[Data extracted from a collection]
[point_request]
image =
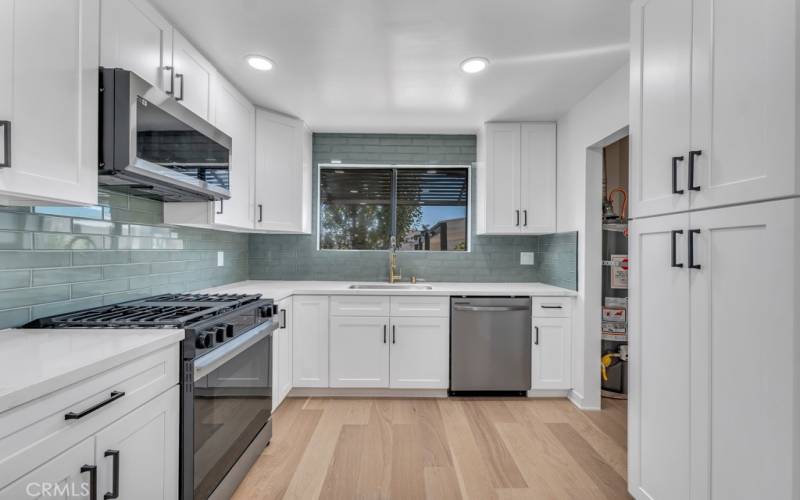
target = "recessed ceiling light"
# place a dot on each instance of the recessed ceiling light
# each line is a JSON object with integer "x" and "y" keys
{"x": 260, "y": 63}
{"x": 474, "y": 65}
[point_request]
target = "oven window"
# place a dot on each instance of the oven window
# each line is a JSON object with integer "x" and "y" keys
{"x": 166, "y": 141}
{"x": 231, "y": 406}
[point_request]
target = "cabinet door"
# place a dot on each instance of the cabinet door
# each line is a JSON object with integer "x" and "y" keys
{"x": 49, "y": 52}
{"x": 310, "y": 341}
{"x": 286, "y": 318}
{"x": 146, "y": 442}
{"x": 193, "y": 75}
{"x": 134, "y": 36}
{"x": 503, "y": 207}
{"x": 234, "y": 115}
{"x": 420, "y": 353}
{"x": 551, "y": 358}
{"x": 660, "y": 104}
{"x": 538, "y": 178}
{"x": 660, "y": 352}
{"x": 744, "y": 103}
{"x": 744, "y": 351}
{"x": 359, "y": 352}
{"x": 283, "y": 188}
{"x": 60, "y": 477}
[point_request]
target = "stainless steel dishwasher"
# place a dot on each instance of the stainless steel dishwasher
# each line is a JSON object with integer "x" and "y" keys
{"x": 490, "y": 344}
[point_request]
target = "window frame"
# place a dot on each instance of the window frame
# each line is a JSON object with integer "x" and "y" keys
{"x": 387, "y": 166}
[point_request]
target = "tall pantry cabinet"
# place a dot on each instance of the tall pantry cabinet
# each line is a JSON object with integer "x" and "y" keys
{"x": 714, "y": 409}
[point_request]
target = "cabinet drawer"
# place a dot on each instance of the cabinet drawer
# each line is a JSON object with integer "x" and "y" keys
{"x": 39, "y": 429}
{"x": 421, "y": 306}
{"x": 551, "y": 307}
{"x": 349, "y": 305}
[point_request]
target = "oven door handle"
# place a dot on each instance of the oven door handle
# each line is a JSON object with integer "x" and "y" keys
{"x": 209, "y": 362}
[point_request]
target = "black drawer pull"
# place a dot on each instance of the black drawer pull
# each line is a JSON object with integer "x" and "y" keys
{"x": 114, "y": 493}
{"x": 115, "y": 395}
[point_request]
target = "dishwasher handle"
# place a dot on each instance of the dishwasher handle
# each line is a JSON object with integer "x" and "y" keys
{"x": 490, "y": 308}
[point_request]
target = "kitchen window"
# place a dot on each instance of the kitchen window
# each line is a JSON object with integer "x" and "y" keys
{"x": 414, "y": 208}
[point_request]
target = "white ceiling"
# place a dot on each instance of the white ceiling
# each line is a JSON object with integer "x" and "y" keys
{"x": 393, "y": 65}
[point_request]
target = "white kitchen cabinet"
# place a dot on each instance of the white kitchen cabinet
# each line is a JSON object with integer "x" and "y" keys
{"x": 145, "y": 445}
{"x": 232, "y": 113}
{"x": 359, "y": 351}
{"x": 517, "y": 179}
{"x": 714, "y": 353}
{"x": 49, "y": 52}
{"x": 551, "y": 358}
{"x": 70, "y": 473}
{"x": 714, "y": 92}
{"x": 420, "y": 353}
{"x": 193, "y": 76}
{"x": 282, "y": 354}
{"x": 310, "y": 341}
{"x": 283, "y": 174}
{"x": 135, "y": 37}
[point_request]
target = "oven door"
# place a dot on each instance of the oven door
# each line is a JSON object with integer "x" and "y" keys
{"x": 232, "y": 404}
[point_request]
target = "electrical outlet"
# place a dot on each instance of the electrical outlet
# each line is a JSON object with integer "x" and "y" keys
{"x": 526, "y": 258}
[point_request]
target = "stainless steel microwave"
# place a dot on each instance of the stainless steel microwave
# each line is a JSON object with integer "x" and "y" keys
{"x": 152, "y": 145}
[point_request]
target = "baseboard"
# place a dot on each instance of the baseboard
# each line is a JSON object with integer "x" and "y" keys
{"x": 577, "y": 399}
{"x": 340, "y": 392}
{"x": 547, "y": 393}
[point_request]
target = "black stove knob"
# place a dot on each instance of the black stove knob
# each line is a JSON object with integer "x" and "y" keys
{"x": 204, "y": 340}
{"x": 220, "y": 334}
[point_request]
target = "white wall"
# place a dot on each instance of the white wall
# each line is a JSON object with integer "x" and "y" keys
{"x": 597, "y": 120}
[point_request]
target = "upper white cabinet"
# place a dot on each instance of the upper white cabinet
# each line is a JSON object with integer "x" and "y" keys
{"x": 516, "y": 179}
{"x": 310, "y": 341}
{"x": 283, "y": 174}
{"x": 713, "y": 103}
{"x": 49, "y": 52}
{"x": 710, "y": 289}
{"x": 193, "y": 76}
{"x": 232, "y": 113}
{"x": 134, "y": 36}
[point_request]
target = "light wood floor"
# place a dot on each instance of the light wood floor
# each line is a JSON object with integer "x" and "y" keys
{"x": 441, "y": 449}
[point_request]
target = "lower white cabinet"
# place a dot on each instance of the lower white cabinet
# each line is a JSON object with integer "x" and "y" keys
{"x": 282, "y": 354}
{"x": 144, "y": 445}
{"x": 714, "y": 353}
{"x": 420, "y": 353}
{"x": 359, "y": 352}
{"x": 310, "y": 341}
{"x": 551, "y": 358}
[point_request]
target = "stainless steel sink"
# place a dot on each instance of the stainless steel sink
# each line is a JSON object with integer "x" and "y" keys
{"x": 388, "y": 286}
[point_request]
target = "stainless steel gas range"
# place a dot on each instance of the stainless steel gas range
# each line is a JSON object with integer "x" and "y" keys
{"x": 226, "y": 378}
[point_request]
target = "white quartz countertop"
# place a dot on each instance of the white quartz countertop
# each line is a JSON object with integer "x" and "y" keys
{"x": 34, "y": 363}
{"x": 281, "y": 289}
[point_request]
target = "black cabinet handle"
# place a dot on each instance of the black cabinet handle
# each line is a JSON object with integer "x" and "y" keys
{"x": 675, "y": 160}
{"x": 171, "y": 70}
{"x": 692, "y": 156}
{"x": 115, "y": 395}
{"x": 674, "y": 234}
{"x": 692, "y": 265}
{"x": 180, "y": 77}
{"x": 92, "y": 470}
{"x": 115, "y": 474}
{"x": 6, "y": 143}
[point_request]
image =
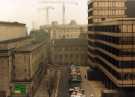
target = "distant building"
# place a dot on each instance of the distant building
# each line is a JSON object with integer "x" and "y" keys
{"x": 60, "y": 31}
{"x": 70, "y": 51}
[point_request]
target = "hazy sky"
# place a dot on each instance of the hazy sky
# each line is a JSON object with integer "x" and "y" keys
{"x": 28, "y": 11}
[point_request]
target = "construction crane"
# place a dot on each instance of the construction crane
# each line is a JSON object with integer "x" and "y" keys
{"x": 47, "y": 13}
{"x": 63, "y": 6}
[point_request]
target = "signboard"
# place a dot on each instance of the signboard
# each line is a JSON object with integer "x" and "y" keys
{"x": 20, "y": 89}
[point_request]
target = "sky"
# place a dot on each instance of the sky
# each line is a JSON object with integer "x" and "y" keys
{"x": 31, "y": 12}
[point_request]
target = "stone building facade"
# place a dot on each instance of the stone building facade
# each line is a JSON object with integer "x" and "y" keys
{"x": 70, "y": 51}
{"x": 12, "y": 30}
{"x": 29, "y": 66}
{"x": 13, "y": 52}
{"x": 60, "y": 31}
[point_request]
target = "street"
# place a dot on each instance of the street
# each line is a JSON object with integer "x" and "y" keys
{"x": 62, "y": 86}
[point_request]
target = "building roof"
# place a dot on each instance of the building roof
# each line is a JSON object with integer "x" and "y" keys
{"x": 30, "y": 47}
{"x": 14, "y": 40}
{"x": 12, "y": 23}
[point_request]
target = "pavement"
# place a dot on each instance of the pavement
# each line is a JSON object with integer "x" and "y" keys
{"x": 91, "y": 87}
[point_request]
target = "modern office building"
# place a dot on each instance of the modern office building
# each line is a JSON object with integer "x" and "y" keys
{"x": 111, "y": 42}
{"x": 100, "y": 10}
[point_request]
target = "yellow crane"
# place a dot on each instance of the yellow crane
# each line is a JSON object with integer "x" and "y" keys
{"x": 63, "y": 6}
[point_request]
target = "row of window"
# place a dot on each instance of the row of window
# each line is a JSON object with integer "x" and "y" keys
{"x": 116, "y": 51}
{"x": 117, "y": 40}
{"x": 109, "y": 4}
{"x": 114, "y": 28}
{"x": 120, "y": 76}
{"x": 108, "y": 12}
{"x": 119, "y": 64}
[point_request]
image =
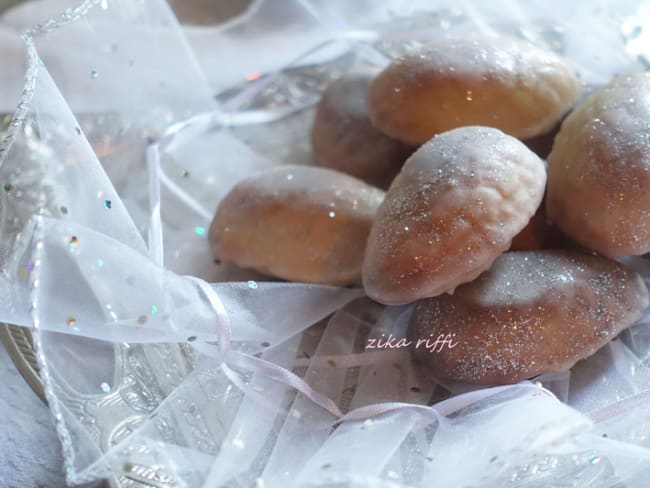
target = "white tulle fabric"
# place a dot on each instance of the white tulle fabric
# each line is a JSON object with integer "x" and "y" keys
{"x": 114, "y": 162}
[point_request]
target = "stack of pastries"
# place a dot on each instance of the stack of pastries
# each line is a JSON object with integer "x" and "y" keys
{"x": 426, "y": 189}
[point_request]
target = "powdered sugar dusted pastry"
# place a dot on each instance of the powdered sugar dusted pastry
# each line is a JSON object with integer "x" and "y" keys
{"x": 531, "y": 313}
{"x": 599, "y": 170}
{"x": 539, "y": 233}
{"x": 344, "y": 139}
{"x": 455, "y": 206}
{"x": 516, "y": 87}
{"x": 298, "y": 223}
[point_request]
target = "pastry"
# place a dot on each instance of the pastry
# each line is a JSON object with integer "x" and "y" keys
{"x": 298, "y": 223}
{"x": 516, "y": 87}
{"x": 453, "y": 209}
{"x": 344, "y": 139}
{"x": 532, "y": 313}
{"x": 599, "y": 170}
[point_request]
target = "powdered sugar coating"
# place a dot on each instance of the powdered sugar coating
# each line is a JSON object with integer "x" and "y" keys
{"x": 599, "y": 170}
{"x": 532, "y": 313}
{"x": 298, "y": 223}
{"x": 343, "y": 137}
{"x": 454, "y": 207}
{"x": 499, "y": 82}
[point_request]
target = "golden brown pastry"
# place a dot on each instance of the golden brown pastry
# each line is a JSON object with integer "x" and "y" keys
{"x": 455, "y": 206}
{"x": 531, "y": 313}
{"x": 599, "y": 170}
{"x": 344, "y": 139}
{"x": 298, "y": 223}
{"x": 518, "y": 88}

→ WORK REQUIRED: Pick from the records each line that contains the word "handle" and show it.

→ RESPONSE TO THE TASK:
target = "oven door handle"
# place a dot on each instance of the oven door handle
target = "dishwasher handle"
# place a dot on each instance of the dishwasher handle
target = "black cabinet handle"
# place a dot on each instance of the black cabinet handle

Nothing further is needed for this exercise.